WORK TO COMPLETE: Before you finish, make sure every line below has been written out exactly.

Start of EXCERPTED RECORDS

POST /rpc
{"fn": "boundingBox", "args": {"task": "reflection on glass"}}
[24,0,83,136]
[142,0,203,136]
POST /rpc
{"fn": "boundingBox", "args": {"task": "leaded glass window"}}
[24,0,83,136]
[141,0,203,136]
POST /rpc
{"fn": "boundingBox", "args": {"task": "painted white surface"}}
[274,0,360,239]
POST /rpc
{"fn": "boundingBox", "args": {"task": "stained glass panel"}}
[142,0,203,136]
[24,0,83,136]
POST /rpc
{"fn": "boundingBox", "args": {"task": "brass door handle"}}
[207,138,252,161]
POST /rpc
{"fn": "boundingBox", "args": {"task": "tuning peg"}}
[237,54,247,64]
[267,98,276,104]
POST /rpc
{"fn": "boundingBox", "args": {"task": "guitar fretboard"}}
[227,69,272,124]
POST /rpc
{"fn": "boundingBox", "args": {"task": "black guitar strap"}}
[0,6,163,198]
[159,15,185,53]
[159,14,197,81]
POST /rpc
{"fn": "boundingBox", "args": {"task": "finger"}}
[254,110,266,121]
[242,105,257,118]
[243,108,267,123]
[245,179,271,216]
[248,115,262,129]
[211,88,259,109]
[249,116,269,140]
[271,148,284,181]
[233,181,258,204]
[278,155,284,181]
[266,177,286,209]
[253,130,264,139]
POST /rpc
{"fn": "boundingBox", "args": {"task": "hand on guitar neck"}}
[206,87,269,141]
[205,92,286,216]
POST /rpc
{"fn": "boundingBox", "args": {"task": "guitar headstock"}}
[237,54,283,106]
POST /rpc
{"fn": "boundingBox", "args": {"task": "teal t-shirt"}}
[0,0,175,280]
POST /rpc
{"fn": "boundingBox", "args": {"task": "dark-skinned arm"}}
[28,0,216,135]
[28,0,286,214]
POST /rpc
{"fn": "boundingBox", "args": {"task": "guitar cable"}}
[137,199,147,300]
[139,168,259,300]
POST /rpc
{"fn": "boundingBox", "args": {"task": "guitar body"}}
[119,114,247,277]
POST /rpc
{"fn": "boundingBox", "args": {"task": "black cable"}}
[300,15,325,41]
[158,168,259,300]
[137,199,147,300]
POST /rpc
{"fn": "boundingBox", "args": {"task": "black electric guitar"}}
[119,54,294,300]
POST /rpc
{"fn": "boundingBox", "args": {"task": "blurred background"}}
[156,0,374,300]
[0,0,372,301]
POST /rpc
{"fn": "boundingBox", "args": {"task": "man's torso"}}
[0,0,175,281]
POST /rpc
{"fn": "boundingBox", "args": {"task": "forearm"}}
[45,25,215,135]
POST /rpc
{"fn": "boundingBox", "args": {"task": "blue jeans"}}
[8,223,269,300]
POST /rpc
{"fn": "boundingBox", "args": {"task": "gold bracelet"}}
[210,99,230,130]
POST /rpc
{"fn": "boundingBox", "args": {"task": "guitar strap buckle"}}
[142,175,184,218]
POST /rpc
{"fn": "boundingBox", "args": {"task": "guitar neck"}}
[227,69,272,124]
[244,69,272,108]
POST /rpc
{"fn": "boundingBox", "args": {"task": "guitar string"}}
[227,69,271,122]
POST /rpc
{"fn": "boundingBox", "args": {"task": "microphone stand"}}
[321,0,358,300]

End of EXCERPTED RECORDS

EXERCISE RESULT:
POST /rpc
{"fn": "boundingBox", "args": {"task": "reflection on glass"}}
[24,0,83,136]
[142,0,203,136]
POST /rpc
{"fn": "boundingBox", "args": {"task": "leaded glass window"}}
[24,0,83,136]
[141,0,203,136]
POST /rpc
{"fn": "boundingBox", "args": {"task": "painted white surface"}}
[274,0,360,239]
POST /rpc
{"fn": "boundingBox", "args": {"task": "stained glass panel"}}
[142,0,203,136]
[24,0,83,136]
POST /rpc
{"fn": "boundingBox", "args": {"task": "brass door handle"}}
[207,138,252,161]
POST /rpc
{"fn": "boundingBox", "args": {"task": "tuning peg"}}
[237,54,247,64]
[267,98,276,104]
POST /rpc
{"fn": "boundingBox", "args": {"task": "guitar fretboard"}}
[227,69,272,124]
POST /rpc
{"fn": "boundingBox", "args": {"task": "black guitar strap"}}
[0,6,163,198]
[159,15,185,53]
[159,14,197,81]
POST /rpc
{"fn": "boundingBox", "args": {"task": "finger"}}
[254,110,266,121]
[242,105,257,118]
[243,108,267,123]
[245,179,271,216]
[248,115,262,129]
[211,88,259,109]
[249,116,269,140]
[271,148,284,181]
[233,181,258,204]
[278,155,284,181]
[266,177,286,209]
[253,130,264,139]
POST /rpc
{"fn": "boundingBox", "args": {"task": "hand on guitar neck"}}
[206,87,269,141]
[205,92,286,216]
POST /rpc
{"fn": "boundingBox", "args": {"task": "guitar headstock"}}
[237,54,283,106]
POST /rpc
{"fn": "boundingBox", "args": {"task": "teal t-shirt"}}
[0,0,175,280]
POST /rpc
{"fn": "boundingBox", "args": {"task": "dark-skinned arm"}}
[28,0,216,135]
[28,0,286,214]
POST /rpc
{"fn": "boundingBox", "args": {"task": "guitar cable"}}
[137,199,147,300]
[139,168,259,300]
POST /rpc
{"fn": "boundingBox", "args": {"task": "guitar body"}}
[119,114,247,277]
POST /rpc
{"fn": "boundingBox", "args": {"task": "black cable"}}
[300,15,325,41]
[158,168,259,300]
[137,199,147,300]
POST /rpc
{"fn": "boundingBox", "args": {"task": "black electric guitar"}}
[119,54,294,300]
POST /rpc
{"fn": "boundingBox", "args": {"task": "blurred background"}}
[156,0,374,300]
[0,0,372,301]
POST /rpc
{"fn": "boundingBox", "args": {"task": "man's torso"}}
[0,0,175,281]
POST /rpc
{"fn": "boundingBox", "args": {"task": "forearm"}}
[45,25,215,135]
POST /rpc
{"fn": "boundingBox", "args": {"task": "blue jeans"}}
[8,223,269,300]
POST /rpc
{"fn": "boundingBox", "args": {"task": "gold bracelet"}}
[210,99,230,130]
POST /rpc
{"fn": "boundingBox", "args": {"task": "guitar strap buckle"}}
[142,175,184,218]
POST /rpc
{"fn": "boundingBox", "args": {"task": "guitar neck"}}
[227,69,272,124]
[244,69,272,108]
POST /rpc
{"fn": "boundingBox", "args": {"task": "guitar string"}}
[227,69,271,122]
POST /rpc
{"fn": "boundingBox", "args": {"task": "microphone stand"}}
[321,0,358,300]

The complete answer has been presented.